### WHAT TO DO
Go through the material below and keep only the lines that contain the word "white". Copy each of those lines in full.

### MATERIAL SHOWN
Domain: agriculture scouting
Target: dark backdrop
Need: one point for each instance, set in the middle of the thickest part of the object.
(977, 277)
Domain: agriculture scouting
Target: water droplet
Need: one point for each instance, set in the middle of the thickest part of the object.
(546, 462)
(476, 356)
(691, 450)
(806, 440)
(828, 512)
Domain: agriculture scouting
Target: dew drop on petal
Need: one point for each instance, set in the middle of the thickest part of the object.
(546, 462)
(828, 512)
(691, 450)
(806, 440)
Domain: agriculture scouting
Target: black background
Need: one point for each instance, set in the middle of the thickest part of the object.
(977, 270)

==

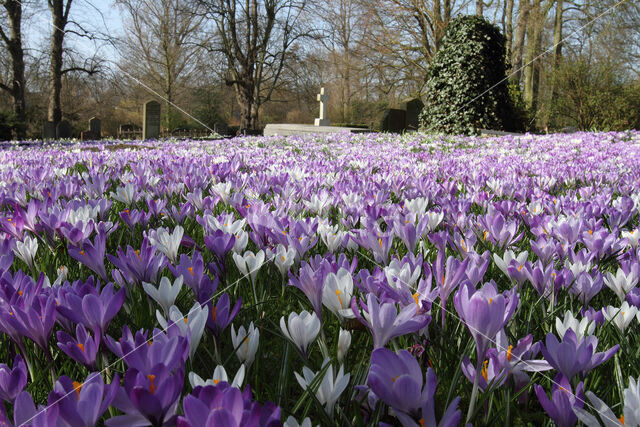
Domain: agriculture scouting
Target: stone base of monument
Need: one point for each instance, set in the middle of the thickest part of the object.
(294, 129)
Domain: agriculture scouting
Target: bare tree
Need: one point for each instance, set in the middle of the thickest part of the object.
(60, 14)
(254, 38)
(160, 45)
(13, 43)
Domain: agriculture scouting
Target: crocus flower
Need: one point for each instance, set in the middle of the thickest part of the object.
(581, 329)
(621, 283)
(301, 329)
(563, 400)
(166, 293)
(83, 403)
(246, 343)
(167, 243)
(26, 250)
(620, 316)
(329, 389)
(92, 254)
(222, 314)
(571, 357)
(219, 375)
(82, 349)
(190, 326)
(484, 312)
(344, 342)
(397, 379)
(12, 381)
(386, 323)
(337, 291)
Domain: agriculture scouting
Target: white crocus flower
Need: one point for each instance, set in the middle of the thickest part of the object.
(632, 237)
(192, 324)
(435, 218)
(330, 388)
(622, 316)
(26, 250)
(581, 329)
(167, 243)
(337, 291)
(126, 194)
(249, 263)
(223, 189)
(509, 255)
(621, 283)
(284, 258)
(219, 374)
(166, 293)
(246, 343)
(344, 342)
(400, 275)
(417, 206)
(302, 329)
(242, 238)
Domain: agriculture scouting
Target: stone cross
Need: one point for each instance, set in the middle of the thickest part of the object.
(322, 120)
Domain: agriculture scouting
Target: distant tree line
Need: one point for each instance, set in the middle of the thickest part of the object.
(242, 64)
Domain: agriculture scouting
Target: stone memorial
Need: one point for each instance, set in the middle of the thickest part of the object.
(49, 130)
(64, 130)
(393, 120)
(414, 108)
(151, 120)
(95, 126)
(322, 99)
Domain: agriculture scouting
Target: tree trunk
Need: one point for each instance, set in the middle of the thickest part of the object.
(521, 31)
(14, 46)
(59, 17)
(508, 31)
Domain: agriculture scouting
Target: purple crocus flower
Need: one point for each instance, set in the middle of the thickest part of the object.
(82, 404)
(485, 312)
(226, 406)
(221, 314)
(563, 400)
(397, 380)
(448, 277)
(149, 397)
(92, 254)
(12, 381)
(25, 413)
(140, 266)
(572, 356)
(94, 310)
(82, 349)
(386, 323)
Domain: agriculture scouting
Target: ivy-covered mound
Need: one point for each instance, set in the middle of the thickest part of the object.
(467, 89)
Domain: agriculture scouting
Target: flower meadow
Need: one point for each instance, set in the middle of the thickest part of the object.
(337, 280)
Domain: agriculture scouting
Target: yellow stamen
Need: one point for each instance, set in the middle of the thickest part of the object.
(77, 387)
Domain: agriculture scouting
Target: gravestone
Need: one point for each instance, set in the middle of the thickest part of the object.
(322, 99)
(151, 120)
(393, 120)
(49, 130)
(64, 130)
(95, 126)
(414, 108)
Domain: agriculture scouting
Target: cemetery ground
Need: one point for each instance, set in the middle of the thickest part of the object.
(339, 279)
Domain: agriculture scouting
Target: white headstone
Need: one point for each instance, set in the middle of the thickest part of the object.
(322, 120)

### COMPLETE OUTPUT
Target: white crocus flower
Target: white headstone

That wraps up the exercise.